[Compito proposto 1]:
Estrai dal brano sulle arbitre di rugby il tratto che va da "A ben vedere, il" fino a "in alcune federazioni.".
[Compito proposto 2]:
Secondo il brano sulle arbitre di rugby, quale percentuale delle arbitre centrali del W6N 2024 aveva già diretto nel Sei Nazioni o nel WXV 2023?

[Estratto della fonte]:
A ben vedere, il quadro è più sfumato. Le stesse statistiche che mostrano un’evoluzione, rivelano anche i suoi limiti. Innanzitutto, il sistema si regge su una manciata di profili ricorrenti. Le designazioni di arbitre centrali nei tornei WR si concentrano sempre sugli stessi 10–12 nomi, spesso coinvolti in più competizioni nello stesso anno: nel W6N 2024, l’83% delle arbitre centrali aveva già diretto nel Sei Nazioni o nel WXV 2023. È una concentrazione che riflette la qualità di queste professioniste, ma anche la scarsità del bacino da cui attingere, soprattutto in alcune federazioni.

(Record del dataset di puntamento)

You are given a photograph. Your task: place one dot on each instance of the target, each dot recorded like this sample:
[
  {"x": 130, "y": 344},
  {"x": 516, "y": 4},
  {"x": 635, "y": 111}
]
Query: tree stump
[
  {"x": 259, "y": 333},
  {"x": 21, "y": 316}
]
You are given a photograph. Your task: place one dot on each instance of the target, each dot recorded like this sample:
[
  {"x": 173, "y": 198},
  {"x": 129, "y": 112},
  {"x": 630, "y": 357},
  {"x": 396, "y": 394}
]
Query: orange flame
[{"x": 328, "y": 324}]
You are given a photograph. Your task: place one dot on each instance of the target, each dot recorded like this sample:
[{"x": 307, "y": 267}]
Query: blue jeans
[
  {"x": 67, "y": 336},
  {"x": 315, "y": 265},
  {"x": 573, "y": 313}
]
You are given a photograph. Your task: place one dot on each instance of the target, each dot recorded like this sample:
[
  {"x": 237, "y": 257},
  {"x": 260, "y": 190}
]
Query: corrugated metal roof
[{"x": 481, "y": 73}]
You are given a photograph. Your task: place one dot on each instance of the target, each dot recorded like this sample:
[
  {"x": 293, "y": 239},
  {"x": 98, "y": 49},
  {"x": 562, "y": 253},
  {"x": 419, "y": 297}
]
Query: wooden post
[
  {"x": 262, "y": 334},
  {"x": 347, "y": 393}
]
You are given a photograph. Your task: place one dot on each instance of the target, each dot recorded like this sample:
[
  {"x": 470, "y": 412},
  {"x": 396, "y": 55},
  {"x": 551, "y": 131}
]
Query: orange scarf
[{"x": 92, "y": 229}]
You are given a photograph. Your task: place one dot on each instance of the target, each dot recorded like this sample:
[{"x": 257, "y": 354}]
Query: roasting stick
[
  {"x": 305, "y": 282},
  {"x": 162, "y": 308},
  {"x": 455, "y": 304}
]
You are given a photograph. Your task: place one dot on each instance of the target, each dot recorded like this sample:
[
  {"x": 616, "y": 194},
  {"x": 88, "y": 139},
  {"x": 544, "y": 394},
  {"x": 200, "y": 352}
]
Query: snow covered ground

[Soluzione 1]:
A ben vedere, il quadro è più sfumato. Le stesse statistiche che mostrano un’evoluzione, rivelano anche i suoi limiti. Innanzitutto, il sistema si regge su una manciata di profili ricorrenti. Le designazioni di arbitre centrali nei tornei WR si concentrano sempre sugli stessi 10–12 nomi, spesso coinvolti in più competizioni nello stesso anno: nel W6N 2024, l’83% delle arbitre centrali aveva già diretto nel Sei Nazioni o nel WXV 2023. È una concentrazione che riflette la qualità di queste professioniste, ma anche la scarsità del bacino da cui attingere, soprattutto in alcune federazioni.

[Soluzione 2]:
L'83%.